[WHAT YOU WILL DO] Please transcribe exactly, and only, the lines of the data below between the line holding "pixel 690 333" and the line holding "pixel 113 111", inclusive.

(Beginning of SUPPLIED DATA)

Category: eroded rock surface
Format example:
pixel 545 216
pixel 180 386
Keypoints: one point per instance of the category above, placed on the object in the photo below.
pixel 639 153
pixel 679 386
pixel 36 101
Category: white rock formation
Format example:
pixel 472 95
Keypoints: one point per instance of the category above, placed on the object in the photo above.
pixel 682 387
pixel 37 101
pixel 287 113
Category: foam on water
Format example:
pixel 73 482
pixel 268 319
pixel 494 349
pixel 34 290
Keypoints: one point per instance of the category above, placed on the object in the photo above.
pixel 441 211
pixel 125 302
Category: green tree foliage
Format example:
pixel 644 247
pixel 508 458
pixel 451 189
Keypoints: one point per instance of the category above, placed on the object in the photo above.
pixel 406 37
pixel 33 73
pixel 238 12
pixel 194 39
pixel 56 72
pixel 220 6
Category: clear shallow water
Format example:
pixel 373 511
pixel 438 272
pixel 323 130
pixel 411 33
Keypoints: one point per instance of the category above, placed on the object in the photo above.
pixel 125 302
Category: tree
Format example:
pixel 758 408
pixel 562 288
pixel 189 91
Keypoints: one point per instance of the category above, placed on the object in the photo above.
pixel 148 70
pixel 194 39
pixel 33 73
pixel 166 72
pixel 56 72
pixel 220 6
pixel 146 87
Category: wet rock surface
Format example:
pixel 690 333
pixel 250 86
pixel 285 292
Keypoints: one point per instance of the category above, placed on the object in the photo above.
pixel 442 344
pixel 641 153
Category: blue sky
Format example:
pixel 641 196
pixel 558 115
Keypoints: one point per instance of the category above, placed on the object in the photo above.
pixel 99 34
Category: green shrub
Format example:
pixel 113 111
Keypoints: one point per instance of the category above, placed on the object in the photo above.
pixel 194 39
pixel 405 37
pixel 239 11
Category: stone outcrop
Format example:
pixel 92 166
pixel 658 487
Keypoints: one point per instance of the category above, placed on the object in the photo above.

(End of SUPPLIED DATA)

[RESPONSE AREA]
pixel 690 333
pixel 250 86
pixel 285 292
Keypoints: one point per instance of the category above, placed on the object in the photo above.
pixel 442 344
pixel 641 153
Category: blue sky
Format example:
pixel 641 196
pixel 558 115
Keypoints: one point per instance of the category above, placed on the object in the photo above.
pixel 99 34
Category: green shrub
Format example:
pixel 113 111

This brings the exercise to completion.